**AIM OF THE TASK:** Produce a verbatim transcription of the records below, beginning at the line containing "target | red artificial flower" and ending at the final line; include only those lines.

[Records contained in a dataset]
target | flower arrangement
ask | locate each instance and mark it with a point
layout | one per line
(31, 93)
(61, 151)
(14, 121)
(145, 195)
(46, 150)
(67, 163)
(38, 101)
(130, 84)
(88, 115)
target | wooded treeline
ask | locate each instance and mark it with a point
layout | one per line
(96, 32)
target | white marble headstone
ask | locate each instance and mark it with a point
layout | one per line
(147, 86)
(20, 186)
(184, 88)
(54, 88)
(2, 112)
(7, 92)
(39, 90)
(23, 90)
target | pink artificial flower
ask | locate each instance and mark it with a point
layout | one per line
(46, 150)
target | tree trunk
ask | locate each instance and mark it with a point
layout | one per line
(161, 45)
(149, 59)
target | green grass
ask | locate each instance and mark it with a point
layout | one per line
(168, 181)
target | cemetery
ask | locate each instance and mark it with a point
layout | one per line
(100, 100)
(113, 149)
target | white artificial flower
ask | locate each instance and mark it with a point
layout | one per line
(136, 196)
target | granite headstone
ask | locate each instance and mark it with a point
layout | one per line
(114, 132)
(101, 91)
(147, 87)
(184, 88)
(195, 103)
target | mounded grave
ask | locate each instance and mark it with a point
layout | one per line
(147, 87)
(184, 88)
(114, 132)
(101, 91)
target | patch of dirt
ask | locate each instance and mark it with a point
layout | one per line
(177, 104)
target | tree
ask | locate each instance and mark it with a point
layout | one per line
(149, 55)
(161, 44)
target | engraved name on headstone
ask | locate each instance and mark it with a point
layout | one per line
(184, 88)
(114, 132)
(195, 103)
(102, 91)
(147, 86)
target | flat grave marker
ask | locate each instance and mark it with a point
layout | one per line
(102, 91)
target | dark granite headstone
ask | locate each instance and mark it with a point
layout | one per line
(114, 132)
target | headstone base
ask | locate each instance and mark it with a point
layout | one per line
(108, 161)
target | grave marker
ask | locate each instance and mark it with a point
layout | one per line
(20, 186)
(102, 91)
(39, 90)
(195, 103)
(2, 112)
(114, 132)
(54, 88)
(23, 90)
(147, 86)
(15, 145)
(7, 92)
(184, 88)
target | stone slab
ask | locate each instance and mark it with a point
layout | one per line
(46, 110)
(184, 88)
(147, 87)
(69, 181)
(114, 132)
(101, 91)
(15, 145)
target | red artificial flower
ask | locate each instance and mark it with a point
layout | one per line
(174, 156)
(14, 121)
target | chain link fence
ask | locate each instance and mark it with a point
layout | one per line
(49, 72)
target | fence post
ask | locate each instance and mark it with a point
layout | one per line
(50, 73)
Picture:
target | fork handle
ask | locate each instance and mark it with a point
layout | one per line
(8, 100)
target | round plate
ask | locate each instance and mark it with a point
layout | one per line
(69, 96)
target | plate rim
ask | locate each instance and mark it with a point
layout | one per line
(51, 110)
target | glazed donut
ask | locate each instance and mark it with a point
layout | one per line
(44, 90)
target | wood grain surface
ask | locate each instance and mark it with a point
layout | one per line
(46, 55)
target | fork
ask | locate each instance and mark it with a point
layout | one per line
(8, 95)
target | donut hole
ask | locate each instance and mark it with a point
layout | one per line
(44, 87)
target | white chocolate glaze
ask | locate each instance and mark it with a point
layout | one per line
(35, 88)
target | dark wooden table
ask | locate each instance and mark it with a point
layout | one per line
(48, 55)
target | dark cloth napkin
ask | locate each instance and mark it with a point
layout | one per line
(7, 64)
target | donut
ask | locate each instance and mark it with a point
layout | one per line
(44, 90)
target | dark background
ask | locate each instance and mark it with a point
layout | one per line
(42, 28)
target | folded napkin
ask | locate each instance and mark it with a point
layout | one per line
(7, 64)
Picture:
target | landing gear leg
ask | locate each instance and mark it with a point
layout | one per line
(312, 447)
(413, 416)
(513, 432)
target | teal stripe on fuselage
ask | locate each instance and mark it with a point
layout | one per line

**CORRECT ANSWER:**
target | red artificial flower
ask | locate each instance and mark it with a point
layout | one per line
(174, 156)
(14, 121)
target | chain link fence
ask | locate each instance and mark it with a point
layout | one per line
(49, 72)
target | fence post
ask | locate each instance and mark it with a point
layout | one per line
(50, 73)
Picture:
target | fork handle
ask | locate each instance and mark it with a point
layout | one per line
(8, 100)
target | round plate
ask | locate each instance and mark it with a point
layout | one per line
(69, 96)
target | plate rim
ask | locate each instance and mark it with a point
layout | one per line
(51, 110)
target | glazed donut
ask | locate each instance and mark it with a point
layout | one per line
(44, 90)
target | wood grain surface
ask | locate each instance and mark it with a point
layout | one per line
(46, 55)
target | fork
ask | locate each instance and mark it with a point
layout | one per line
(8, 95)
target | donut hole
ask | locate each instance and mark it with a point
layout | one per line
(44, 87)
target | white chocolate glaze
ask | locate each instance and mark it with a point
layout | one per line
(35, 88)
target | dark wooden table
ask | locate each instance and mark it with a point
layout | one per line
(48, 55)
target | dark cloth napkin
ask | locate each instance and mark it with a point
layout | one per line
(7, 64)
target | donut
ask | locate each instance and mark it with a point
layout | one per line
(44, 90)
target | dark background
ask | locate each instance and mark it with a point
layout | one per line
(42, 28)
target | folded napkin
ask | locate each instance and mark it with a point
layout | one per line
(7, 64)
Picture:
target | landing gear leg
ask | locate each instance and mark it with a point
layout | one per line
(312, 447)
(413, 416)
(513, 432)
target | teal stripe on fuselage
ask | locate each instance and mark it with a point
layout | one per line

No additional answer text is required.